Votre objectif:
Condensez en liste le paragraphe du texte source qui commence par « Enfin, en marge des actions » sans perdre ses faits essentiels.

Texte source:

En parallèle et toujours en lien avec Chicago, sera produit l’un des albums les plus attendus de la scène Soul de Chicago, celui du chanteur Mike Avery, un live enregistré l’an dernier lors de son passage au théâtre. Il sera des nôtres notamment lors du concert à l’Oréal, scellant ainsi la troisième participation du fleuron de l’industrie aulnaysienne.

Enfin, en marge des actions de sensibilisations en direction de tous les publics (spectacles pour enfants) il nous a semblé opportun de proposer un temps de réflexion sous la forme d’un colloque international. C’est ainsi qu’en partenariat avec le festival Villes des Musiques du Monde autour d’une thématique transversale : les territoires mythiques de la musique, nous aurons l’honneur d’accueillir l’historienne de la musique Freddi Evans Williams (University of Louisiana at Lafayette) dont l’ouvrage « Congo Square, Racines Africaines de la Nouvelle-Orléans » fera l’objet d’une publication pendant notre édition.

 

Aulnay All Blues c’est aussi le trait d’union entre des financements publics et privés, qu’en est-t-il ?

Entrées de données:
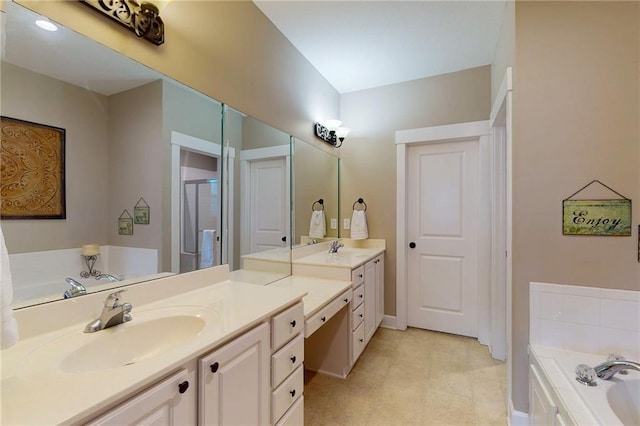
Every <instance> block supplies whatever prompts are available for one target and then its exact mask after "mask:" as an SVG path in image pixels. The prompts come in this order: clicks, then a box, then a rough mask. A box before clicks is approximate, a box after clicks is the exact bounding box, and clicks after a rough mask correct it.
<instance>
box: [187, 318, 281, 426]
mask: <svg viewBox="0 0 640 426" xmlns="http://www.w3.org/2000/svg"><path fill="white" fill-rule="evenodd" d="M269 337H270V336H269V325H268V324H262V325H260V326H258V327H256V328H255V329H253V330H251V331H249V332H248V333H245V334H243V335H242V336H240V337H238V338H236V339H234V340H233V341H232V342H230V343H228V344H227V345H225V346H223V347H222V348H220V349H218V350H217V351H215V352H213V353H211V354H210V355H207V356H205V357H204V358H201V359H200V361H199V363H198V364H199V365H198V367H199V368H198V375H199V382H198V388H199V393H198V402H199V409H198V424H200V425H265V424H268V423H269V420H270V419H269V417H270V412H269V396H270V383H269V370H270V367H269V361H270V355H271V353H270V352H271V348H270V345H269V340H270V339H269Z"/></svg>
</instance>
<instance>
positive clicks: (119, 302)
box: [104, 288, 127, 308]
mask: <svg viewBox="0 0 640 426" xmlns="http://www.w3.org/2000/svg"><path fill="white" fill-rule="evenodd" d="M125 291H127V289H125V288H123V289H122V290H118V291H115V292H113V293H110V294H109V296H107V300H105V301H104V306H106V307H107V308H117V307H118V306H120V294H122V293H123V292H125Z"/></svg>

Résultat attendu:
- En plus des actions de sensibilisation destinées à tous les publics (spectacles pour enfants), un colloque international est proposé comme temps de réflexion.
- Il est organisé en partenariat avec le festival Villes des Musiques du Monde.
- Sa thématique transversale est « les territoires mythiques de la musique ».
- L'historienne de la musique Freddi Evans Williams (University of Louisiana at Lafayette) y sera accueillie.
- Son ouvrage « Congo Square, Racines Africaines de la Nouvelle-Orléans » sera publié pendant cette édition.